Задание 1 → Перепишите из отрывка о поездке Ленина в Москву фрагмент от «Визит Ленина как» до «ее ос­новных кадров.».
Задание 2 →
Ответьте по отрывку о поездке Ленина в Москву на вопросы:
(а) Как перевозили Ленина?
(б) Сколько членов и кандидатов в члены Политбюро обратились 19 октября к ЦК и ЦКК с письмом?
(в) Какого числа прошел объединенный пленум ЦК и ЦКК РКП(б)?
Задание 3 → Продолжите отрывок о поездке Ленина в Москву, начав сразу после его последнего предложения.

Текст документа →
Правда, в столице Ленин пробыл недолго. Он посетил кремлев­скую квартиру и кабинет, где отобрал с десяток книг, и на другой день, проехав на машине по городским улицам, вернулся в Горки. Посещение Лениным Москвы не только напомнило о реальности его существования, но и возродило надежды на возможность вы­здоровления. На самом деле его состояние оставалось тяжелым: он перевозился санитарами в коляске и быстро утомлялся.

Визит Ленина как бы придал силы и обладателям реальной вла­сти. 19 октября, еще в период пребывания Ленина в столице, во­семь членов и кандидатов в члены Политбюро обратились к ЦК и ЦКК со своим письмом, содержащим острую критику Троцкого и 46 его сторонников. Письмо констатировало, что Троцкий стал центром притяжения всех сил, борющихся против партии и ее ос­новных кадров.

Сталин не дал воинственной оппозиции возможности для уп­рочения ее честолюбивых надежд. На столкновение двух мнений, двух политических линий он ответил вполне демократически. 26 октября прошел объединенный пленум ЦК и ЦКК РКП(б) с участием десяти делегаций крупнейших партийных организаций страны.

Отобранные записи →
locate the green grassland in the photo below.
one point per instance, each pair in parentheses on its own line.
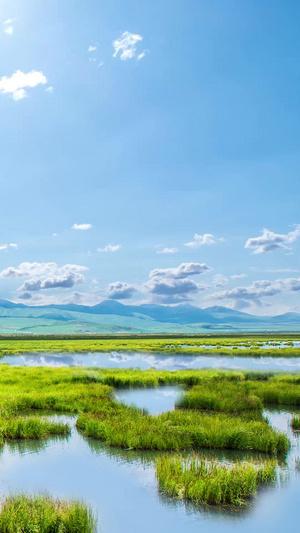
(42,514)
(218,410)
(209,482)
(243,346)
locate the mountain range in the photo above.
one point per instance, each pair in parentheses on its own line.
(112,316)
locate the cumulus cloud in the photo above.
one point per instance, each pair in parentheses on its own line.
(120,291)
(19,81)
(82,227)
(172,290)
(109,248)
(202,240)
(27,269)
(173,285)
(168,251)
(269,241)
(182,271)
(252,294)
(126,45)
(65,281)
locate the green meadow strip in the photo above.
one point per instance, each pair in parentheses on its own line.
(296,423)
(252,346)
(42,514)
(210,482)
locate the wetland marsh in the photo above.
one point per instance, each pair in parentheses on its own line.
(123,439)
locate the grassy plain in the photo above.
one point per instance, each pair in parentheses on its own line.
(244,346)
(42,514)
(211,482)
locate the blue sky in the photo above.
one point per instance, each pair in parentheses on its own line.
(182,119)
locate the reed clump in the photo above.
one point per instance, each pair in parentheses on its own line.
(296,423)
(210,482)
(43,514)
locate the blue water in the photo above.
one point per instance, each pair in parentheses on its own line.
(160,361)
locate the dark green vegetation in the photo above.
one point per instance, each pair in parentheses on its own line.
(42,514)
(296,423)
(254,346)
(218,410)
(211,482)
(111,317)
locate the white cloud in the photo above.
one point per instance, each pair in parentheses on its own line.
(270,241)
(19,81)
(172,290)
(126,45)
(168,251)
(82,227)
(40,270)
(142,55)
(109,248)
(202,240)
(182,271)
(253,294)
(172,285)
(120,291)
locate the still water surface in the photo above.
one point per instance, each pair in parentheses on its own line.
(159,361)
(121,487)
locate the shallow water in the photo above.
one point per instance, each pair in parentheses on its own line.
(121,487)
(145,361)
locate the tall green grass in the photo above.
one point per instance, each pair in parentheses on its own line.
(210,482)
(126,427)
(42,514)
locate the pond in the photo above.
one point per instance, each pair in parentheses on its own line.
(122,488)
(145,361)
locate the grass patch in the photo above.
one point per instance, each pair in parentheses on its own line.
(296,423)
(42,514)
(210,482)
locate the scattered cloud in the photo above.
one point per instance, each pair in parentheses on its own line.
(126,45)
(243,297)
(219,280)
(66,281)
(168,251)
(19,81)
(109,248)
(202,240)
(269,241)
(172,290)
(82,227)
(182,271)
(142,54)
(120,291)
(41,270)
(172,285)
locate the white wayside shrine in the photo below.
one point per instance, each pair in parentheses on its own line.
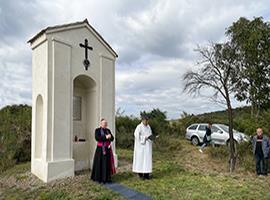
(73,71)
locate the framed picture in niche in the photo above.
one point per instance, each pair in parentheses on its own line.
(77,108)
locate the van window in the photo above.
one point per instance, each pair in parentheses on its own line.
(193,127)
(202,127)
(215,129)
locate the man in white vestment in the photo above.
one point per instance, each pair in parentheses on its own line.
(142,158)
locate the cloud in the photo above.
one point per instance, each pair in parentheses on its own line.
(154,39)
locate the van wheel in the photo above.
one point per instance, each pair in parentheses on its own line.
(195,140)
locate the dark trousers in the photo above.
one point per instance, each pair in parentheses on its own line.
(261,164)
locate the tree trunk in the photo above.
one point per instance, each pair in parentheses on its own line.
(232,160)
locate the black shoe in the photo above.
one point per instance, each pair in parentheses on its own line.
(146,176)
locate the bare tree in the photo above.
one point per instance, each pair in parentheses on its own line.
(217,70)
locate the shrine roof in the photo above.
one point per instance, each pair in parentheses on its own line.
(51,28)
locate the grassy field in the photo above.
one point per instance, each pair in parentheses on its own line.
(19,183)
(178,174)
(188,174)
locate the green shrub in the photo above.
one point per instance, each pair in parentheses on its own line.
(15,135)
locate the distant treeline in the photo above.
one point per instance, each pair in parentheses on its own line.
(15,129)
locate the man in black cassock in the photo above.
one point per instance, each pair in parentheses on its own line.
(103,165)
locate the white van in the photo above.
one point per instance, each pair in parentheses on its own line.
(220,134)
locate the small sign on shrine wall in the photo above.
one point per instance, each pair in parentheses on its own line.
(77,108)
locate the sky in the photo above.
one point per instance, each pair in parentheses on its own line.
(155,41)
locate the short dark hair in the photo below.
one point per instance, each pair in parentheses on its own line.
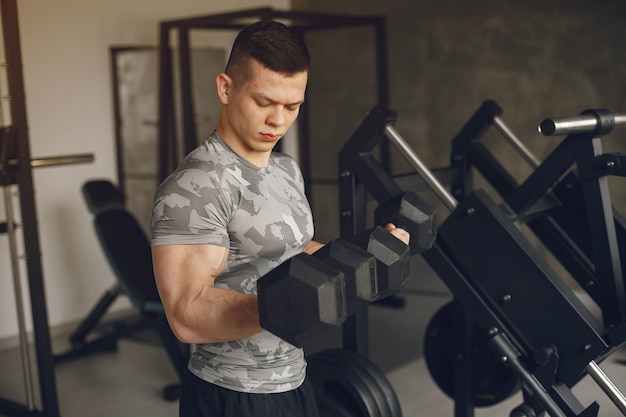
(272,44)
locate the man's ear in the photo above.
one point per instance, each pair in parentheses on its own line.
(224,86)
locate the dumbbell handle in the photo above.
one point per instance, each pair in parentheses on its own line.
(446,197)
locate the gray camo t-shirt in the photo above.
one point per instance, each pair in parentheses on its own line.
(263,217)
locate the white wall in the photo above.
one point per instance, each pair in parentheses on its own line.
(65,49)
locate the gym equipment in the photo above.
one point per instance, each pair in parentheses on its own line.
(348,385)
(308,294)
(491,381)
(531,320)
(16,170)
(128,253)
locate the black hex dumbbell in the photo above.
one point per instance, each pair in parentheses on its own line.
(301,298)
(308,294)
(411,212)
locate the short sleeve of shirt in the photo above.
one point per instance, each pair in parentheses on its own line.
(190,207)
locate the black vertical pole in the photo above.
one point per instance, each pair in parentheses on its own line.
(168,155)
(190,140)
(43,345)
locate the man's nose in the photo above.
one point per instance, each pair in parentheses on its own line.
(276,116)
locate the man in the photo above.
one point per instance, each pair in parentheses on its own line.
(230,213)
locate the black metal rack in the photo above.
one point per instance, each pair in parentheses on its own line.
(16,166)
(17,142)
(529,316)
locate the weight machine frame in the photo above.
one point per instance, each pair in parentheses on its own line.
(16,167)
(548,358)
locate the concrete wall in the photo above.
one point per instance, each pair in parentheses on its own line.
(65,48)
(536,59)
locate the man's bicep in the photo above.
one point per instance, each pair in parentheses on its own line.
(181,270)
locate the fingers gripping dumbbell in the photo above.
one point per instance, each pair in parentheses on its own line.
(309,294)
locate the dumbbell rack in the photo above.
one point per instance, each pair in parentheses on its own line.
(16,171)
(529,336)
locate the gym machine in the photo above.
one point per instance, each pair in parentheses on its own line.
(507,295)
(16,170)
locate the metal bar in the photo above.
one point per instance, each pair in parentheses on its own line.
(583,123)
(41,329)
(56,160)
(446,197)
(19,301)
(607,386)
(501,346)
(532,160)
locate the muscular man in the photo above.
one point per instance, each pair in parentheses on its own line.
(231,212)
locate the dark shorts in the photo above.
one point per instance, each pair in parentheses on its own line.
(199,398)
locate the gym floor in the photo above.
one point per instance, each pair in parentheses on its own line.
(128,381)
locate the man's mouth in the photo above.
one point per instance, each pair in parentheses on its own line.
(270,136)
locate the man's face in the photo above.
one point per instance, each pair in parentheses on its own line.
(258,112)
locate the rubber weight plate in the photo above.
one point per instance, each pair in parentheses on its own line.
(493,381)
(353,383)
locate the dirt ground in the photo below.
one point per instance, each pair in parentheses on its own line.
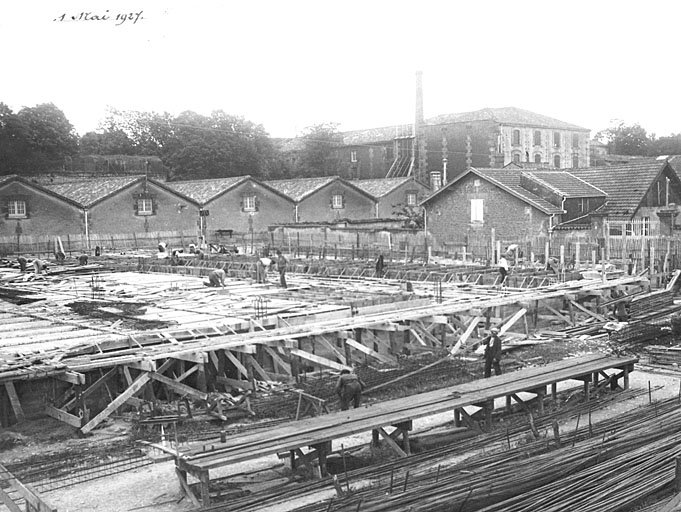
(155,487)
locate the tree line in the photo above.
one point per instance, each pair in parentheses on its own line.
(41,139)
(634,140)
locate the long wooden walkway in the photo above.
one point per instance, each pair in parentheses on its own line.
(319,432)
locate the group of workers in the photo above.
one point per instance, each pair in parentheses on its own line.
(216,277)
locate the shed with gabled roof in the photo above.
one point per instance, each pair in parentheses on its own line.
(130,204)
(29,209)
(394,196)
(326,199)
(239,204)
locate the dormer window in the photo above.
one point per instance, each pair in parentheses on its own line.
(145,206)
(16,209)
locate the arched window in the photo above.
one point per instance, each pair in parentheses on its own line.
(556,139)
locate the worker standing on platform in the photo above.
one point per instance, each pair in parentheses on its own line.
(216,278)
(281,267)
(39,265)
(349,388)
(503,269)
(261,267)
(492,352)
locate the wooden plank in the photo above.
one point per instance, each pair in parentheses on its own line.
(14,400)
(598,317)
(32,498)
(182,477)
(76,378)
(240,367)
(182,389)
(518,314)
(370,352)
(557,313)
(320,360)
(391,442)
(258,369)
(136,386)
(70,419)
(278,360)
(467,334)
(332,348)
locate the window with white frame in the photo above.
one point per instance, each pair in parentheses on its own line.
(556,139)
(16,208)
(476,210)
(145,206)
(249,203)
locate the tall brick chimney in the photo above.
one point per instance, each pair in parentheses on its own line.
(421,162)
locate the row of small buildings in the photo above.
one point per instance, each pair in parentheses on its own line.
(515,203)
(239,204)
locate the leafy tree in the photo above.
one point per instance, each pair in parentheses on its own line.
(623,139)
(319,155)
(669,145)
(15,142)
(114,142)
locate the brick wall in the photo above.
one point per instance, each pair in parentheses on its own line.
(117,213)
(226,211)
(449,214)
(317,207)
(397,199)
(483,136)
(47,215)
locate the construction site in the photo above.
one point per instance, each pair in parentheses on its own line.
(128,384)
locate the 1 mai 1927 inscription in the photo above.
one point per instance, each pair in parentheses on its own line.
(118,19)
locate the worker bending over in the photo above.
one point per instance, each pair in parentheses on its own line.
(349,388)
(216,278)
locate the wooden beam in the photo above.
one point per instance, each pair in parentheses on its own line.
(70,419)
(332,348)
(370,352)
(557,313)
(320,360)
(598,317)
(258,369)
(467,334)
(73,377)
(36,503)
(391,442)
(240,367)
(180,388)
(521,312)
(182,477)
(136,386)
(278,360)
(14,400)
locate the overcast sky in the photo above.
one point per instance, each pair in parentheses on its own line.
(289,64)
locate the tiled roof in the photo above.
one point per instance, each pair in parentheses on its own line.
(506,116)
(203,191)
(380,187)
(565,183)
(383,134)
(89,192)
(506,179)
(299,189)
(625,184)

Ответ 1 →
Визит Ленина как бы придал силы и обладателям реальной вла­сти. 19 октября, еще в период пребывания Ленина в столице, во­семь членов и кандидатов в члены Политбюро обратились к ЦК и ЦКК со своим письмом, содержащим острую критику Троцкого и 46 его сторонников. Письмо констатировало, что Троцкий стал центром притяжения всех сил, борющихся против партии и ее ос­новных кадров.

Ответ 2 →
(а) Его перевозили санитары в коляске.
(б) Восемь.
(в) 26 октября.

Ответ 3 →
В том уже обозначившемся межевании — за Троцкого или про­тив — у Сталина не было недостатка в сторонниках. Подтверждая свою решимость не сдавать позиции, 102 голосами против двух при десяти воздержавшихся Пленум в своей резолюции осудил выступление Троцкого и 46-ти. Пленум назвал их позицию шагом «фракционно-раскольнической политики, грозящей нанести удар единству партии и создающей кризис в партии».

Между тем события в Германии развивались не по сценариям, сочиненным партийными «теоретиками» в Москве. В 20-х числах октября центральное правительство направило войска Рейхсвера в Саксонию и Тюрингию для разгона образованных левых земель­ных правительств. Руководство КПГ воздержалось от выступления, и только гамбургское отделение партии, возглавляемое Эрнстом Тельманом, 23 октября начало восстание. Через неделю превосхо­дящими силами противника оно было зверски подавлено. Сотни рабочих были расстреляны солдатами Рейхсвера. Трупы валялись прямо на улицах.

Прогноз Сталина подтвердился. Впрочем, он всегда скептиче­ски рассматривал перспективы «мировой революции». В этом от­ношении его ни в чем нельзя упрекнуть. Его позиция не претерпела изменений с тех пор, как — едва ли не в одиночку — он с сомнени­ем отзывался о возможности революции в Германии и до Октябрь­ской «революции, и с еще большим сарказмом после нее». Он не знал так хорошо Западную Европу, как штатные эмигранты, зато в отличие от них постиг законы и практику этой формы борьбы.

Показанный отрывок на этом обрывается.